* **Job**: Render the material below as a two-column CSV with the headers "text" and "answer," giving one row for each pair of text and answer. Put each field in quotes with line breaks replaced by spaces, and leave out the pictures.

* **Data for this exercise**:
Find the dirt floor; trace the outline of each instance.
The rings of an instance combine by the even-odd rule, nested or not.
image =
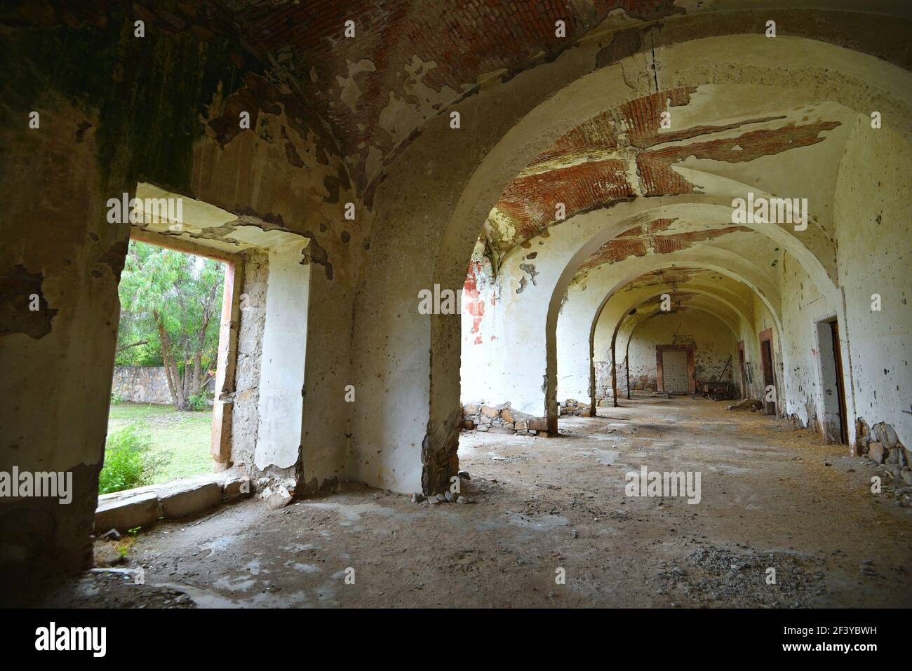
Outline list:
[[[47,604],[912,605],[912,490],[881,467],[725,401],[623,405],[561,419],[556,439],[463,434],[471,503],[358,484],[250,500],[140,533],[120,568],[145,584],[90,573]],[[700,503],[626,496],[643,465],[700,471]]]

* **The reply**:
text,answer
"Find the dirt floor; trace the outline of each instance. The rings of an instance combine by the even-odd rule, nested or not. image = Outline list:","[[[47,604],[912,605],[912,490],[881,467],[725,401],[623,405],[561,419],[556,439],[463,434],[471,503],[358,484],[250,500],[140,533],[120,568],[145,584],[90,573]],[[700,503],[626,496],[643,465],[700,471]]]"